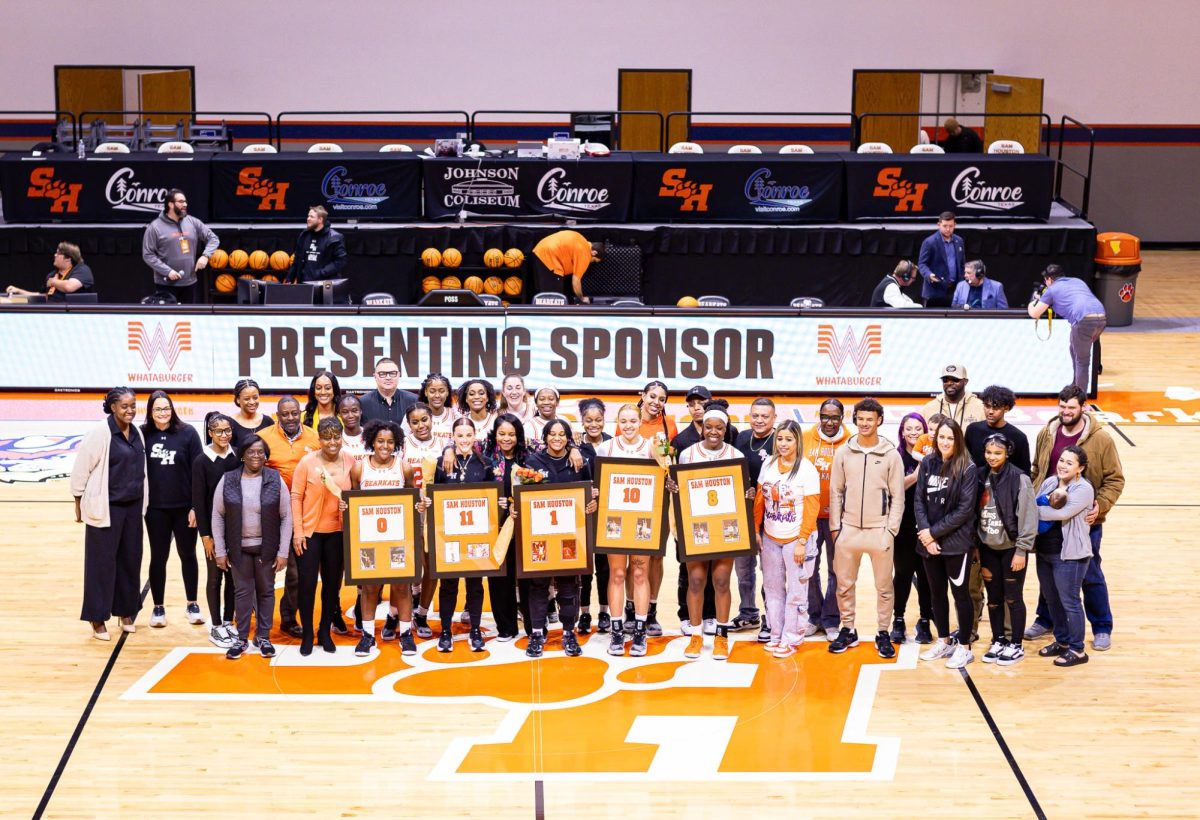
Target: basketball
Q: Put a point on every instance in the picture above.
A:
(258, 259)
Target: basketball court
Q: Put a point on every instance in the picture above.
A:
(160, 724)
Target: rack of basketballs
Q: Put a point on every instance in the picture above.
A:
(501, 273)
(229, 267)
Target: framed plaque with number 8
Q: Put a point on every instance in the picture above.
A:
(715, 518)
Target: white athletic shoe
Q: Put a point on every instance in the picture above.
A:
(941, 648)
(961, 657)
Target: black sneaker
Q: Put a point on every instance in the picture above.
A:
(653, 628)
(637, 648)
(883, 645)
(535, 645)
(421, 623)
(585, 626)
(389, 627)
(364, 648)
(846, 639)
(617, 640)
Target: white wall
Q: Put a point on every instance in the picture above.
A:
(1103, 60)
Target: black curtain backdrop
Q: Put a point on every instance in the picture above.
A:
(751, 265)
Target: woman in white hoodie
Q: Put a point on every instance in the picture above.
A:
(111, 495)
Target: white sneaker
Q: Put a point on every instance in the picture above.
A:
(940, 648)
(961, 657)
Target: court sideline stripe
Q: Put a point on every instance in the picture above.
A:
(83, 718)
(1003, 746)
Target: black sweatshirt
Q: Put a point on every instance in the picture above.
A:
(205, 474)
(169, 456)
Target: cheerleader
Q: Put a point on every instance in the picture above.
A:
(247, 420)
(712, 447)
(468, 467)
(629, 444)
(556, 462)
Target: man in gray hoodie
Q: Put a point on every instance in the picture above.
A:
(865, 509)
(177, 246)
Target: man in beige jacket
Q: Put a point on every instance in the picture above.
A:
(865, 508)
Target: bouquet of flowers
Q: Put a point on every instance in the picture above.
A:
(529, 476)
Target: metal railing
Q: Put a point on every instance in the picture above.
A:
(689, 114)
(280, 120)
(616, 113)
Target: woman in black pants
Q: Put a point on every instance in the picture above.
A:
(172, 448)
(109, 489)
(468, 467)
(507, 448)
(556, 462)
(946, 521)
(907, 562)
(214, 462)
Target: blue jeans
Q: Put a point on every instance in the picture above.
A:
(823, 608)
(1096, 594)
(1061, 584)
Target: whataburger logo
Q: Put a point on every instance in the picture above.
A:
(597, 717)
(157, 343)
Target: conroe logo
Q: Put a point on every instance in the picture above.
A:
(850, 347)
(64, 196)
(271, 195)
(157, 343)
(909, 196)
(654, 718)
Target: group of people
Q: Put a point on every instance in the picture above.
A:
(954, 507)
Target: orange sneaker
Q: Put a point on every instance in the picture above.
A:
(720, 647)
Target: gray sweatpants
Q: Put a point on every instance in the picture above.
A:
(253, 582)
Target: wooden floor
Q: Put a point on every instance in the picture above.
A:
(179, 731)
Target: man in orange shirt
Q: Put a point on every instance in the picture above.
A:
(820, 443)
(287, 442)
(564, 253)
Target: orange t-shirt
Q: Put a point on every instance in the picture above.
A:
(820, 453)
(565, 252)
(313, 507)
(285, 454)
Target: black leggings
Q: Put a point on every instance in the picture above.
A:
(1005, 586)
(906, 563)
(448, 596)
(955, 570)
(213, 592)
(161, 525)
(322, 556)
****
=== EXERCISE AIM ===
Rewrite all of the lines above, changing each "Target" to "Object" and keeping everything else as it is. Leave the pictures out.

=== WRITTEN SOLUTION ===
Object: basketball
Q: Put a point on every instance in the picture above.
A:
(258, 259)
Object: basketball court
Q: Put a point on every instance in the picture above.
A:
(160, 724)
Object: rack of basketballs
Q: Put a point on every instance in the picture above.
A:
(501, 273)
(229, 267)
Object: framed plaque with number 8
Q: Put a point on every instance in the picture above.
A:
(715, 518)
Object: white athletic shoe
Q: Put a point on every instance in the picture above.
A:
(941, 648)
(961, 657)
Object: black sneaker
Q: Put a point on every instance in the picture above.
A:
(653, 628)
(637, 648)
(883, 645)
(535, 645)
(421, 623)
(585, 626)
(389, 627)
(364, 648)
(846, 639)
(617, 640)
Object: white wall
Q: Put a point on every instance in the picture above.
A:
(1103, 60)
Object: black curtain backdrop
Q: Put a point on every instance in the picture above.
A:
(751, 265)
Object: woman in white hoodie
Q: Put a point on every instance in the picture above.
A:
(111, 495)
Object: white sneaker
Q: Put a point on every instance in the picture above.
A:
(940, 648)
(961, 657)
Object: court sideline stripe
Q: Put a point on every instance in the picture above.
A:
(83, 718)
(1003, 746)
Object: black sweatshirt
Q: Put a point on every instance in the picture above.
A:
(205, 474)
(169, 456)
Object: cheerleader
Q: Put a point on every instance in the picture above.
A:
(247, 420)
(712, 447)
(468, 467)
(629, 444)
(556, 462)
Object: man in gray hoodie
Q: Put a point on every instance in the picture above.
A:
(865, 509)
(177, 246)
Object: man in beige jacket
Q: Put a point on every instance in the picture above.
A:
(865, 508)
Object: bouquet of flowers
Q: Put a point on every instance in the picture above.
A:
(529, 476)
Object: metal railing
Q: Put a point on every instance in the picture above.
A:
(689, 114)
(280, 120)
(616, 113)
Object: woman in black pants
Q: Put a point on every instance in the picture above.
A:
(172, 448)
(109, 489)
(468, 467)
(507, 448)
(556, 462)
(946, 521)
(907, 562)
(214, 462)
Object: blue jeans
Q: Put a point on every instance in the picture above.
A:
(823, 608)
(1096, 594)
(1061, 584)
Object: whataburger logo
Q: Put a point on every instance in the picture above.
A:
(597, 717)
(157, 343)
Object: conroe logo
Q: Put a point on every instance in the picture above.
A:
(850, 347)
(64, 196)
(271, 195)
(157, 343)
(909, 196)
(654, 718)
Object: group of people
Q: Put a point on every instance in the picture above.
A:
(954, 507)
Object: orange sneaker
Q: Put a point on every instance in the picture above.
A:
(720, 647)
Object: gray sweatpants
Q: Put a point on every instance in the picture above.
A:
(253, 582)
Object: wooden floor
Q: Put a point on every instance in the picture above.
A:
(179, 731)
Object: man in orange shirt
Q: Put a point on every instance in the picture above.
A:
(820, 443)
(287, 442)
(564, 253)
Object: orange t-shirt
Q: Put a point on every instance in the picture above.
A:
(820, 453)
(565, 252)
(313, 507)
(285, 454)
Object: black leggings
Q: Put a point on every instance in the picture above.
A:
(1005, 586)
(906, 563)
(448, 596)
(955, 570)
(213, 592)
(161, 525)
(322, 556)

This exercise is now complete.